• INSTRUCTIONS:
(a) In the article on AI and immunotherapy, could you rewrite the passage between "Until recently, researchers" and "likely would not.", inclusive, with "oncologists" replaced by "cancer specialists"?
(b) Into which categories does the article on AI and immunotherapy sort lung cancer patients?
(c) Could you continue the article on AI and immunotherapy from the point where it stops?

• DOCUMENT PASSAGE:
____

Using artificial intelligence to prevent harm caused by immunotherapy

Researchers at Case Western Reserve University discover biomarkers to identify lung cancer patients who could be made worse by same drugs that helps many others

Researchers at Case Western Reserve University, using artificial intelligence (AI) to analyze simple tissue scans, say they have discovered biomarkers that could tell doctors which lung cancer patients might actually get worse from immunotherapy.

Until recently, researchers and oncologists had placed these lung cancer patients into two broad categories: those who would benefit from immunotherapy, and those who likely would not.

But a third category—patients called hyper-progressors who would actually be harmed by immunotherapy, including a shortened lifespan after treatment—has begun to emerge, said Pranjal Vaidya, a PhD student in biomedical engineering and researcher at the university’s Center for Computational Imaging and Personalized Diagnostics (CCIPD).

“This is a significant subset of patients who should potentially avoid immunotherapy entirely,” said Vaidya, first author on a 2020 paper announcing the findings in the Journal for Immunotherapy of Cancer. “Eventually, we would want this to be integrated into clinical settings, so that the doctors would have all the information needed to make the call for each individual patient.”

Ongoing research into immunotherapy

Currently, only about 20% of all cancer patients will actually benefit from immunotherapy, a treatment that differs from chemotherapy in that it uses drugs to help the immune system fight cancer, while chemotherapy uses drugs to directly kill cancer cells, according to the National Cancer Institute.

____

• LISTED RECORDS:
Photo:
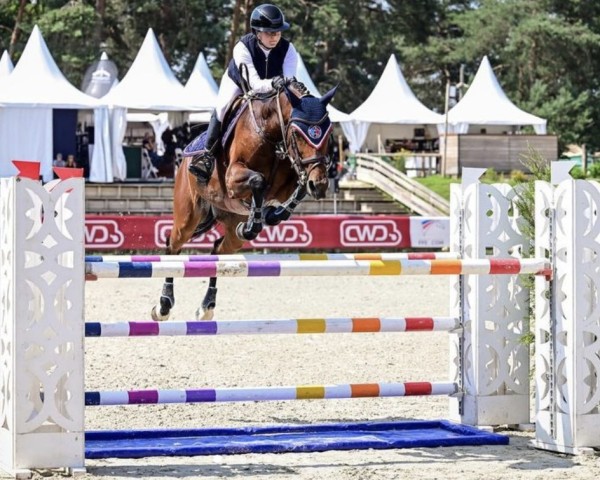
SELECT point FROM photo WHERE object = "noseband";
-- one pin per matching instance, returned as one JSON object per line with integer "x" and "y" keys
{"x": 289, "y": 146}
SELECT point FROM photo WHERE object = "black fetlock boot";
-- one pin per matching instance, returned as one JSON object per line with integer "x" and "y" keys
{"x": 203, "y": 164}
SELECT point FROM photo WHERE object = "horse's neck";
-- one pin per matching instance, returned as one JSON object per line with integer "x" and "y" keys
{"x": 270, "y": 116}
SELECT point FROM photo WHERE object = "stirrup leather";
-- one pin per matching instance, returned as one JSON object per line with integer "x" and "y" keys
{"x": 202, "y": 166}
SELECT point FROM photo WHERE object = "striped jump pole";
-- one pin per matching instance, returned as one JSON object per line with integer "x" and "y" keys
{"x": 257, "y": 394}
{"x": 274, "y": 257}
{"x": 282, "y": 326}
{"x": 291, "y": 268}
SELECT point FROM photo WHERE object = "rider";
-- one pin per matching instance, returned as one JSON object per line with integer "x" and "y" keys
{"x": 271, "y": 62}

____

• ANSWER LIST:
(a)
Until recently, researchers and cancer specialists had placed these lung cancer patients into two broad categories: those who would benefit from immunotherapy, and those who likely would not.

(b)
- Those who would benefit from immunotherapy
- Those who likely would not benefit from immunotherapy
- Hyper-progressors, who would actually be harmed by immunotherapy, including a shortened lifespan after treatment

(c)
The CCIPD, led by Anant Madabhushi, the Donnell Institute Professor of Biomedical Engineering, has become a global leader in the detection, diagnosis and characterization of various cancers and other diseases by meshing medical imaging, machine learning and AI.

This new work follows other recent research by CCIPD scientists that has demonstrated that AI and machine learning can be used to predict which lung cancer patients will benefit from immunotherapy.

In this and previous research, scientists from Case Western Reserve and Cleveland Clinic essentially teach computers to seek and identify patterns in CT scans taken when lung cancer is first diagnosed to reveal information that could have been useful if known before treatment.

And while many cancer patients have benefitted from immunotherapy, researchers are seeking a better way to identify who would mostly likely respond to those treatments.

“This is an important finding because it shows that radiomic patterns from routine CT scans are able to discern three kinds of response in lung cancer patients undergoing immunotherapy treatment—responders, non-responders and the hyper-progressors,” said Madabhushi, senior author of the study.

“There are currently no validated biomarkers to distinguish this subset of high-risk patients that not only don’t benefit from immunotherapy but may in fact develop rapid acceleration of disease on treatment,” said Pradnya Patil, associate staff at Taussig Cancer Institute, Cleveland Clinic, and study author.
 

 “Analysis of radiomic features on pre-treatment routinely performed scans could provide a non-invasive means to identify these patients,” Patil said. “This could prove to be an invaluable tool for treating clinicians while determining optimal systemic therapy for their patients with advanced non- small cell lung cancer.”

Information outside the tumor

As with other previous cancer research at the CCIPD, scientists again found some of the most significant clues to which patients would be harmed by immunotherapy outside the tumor.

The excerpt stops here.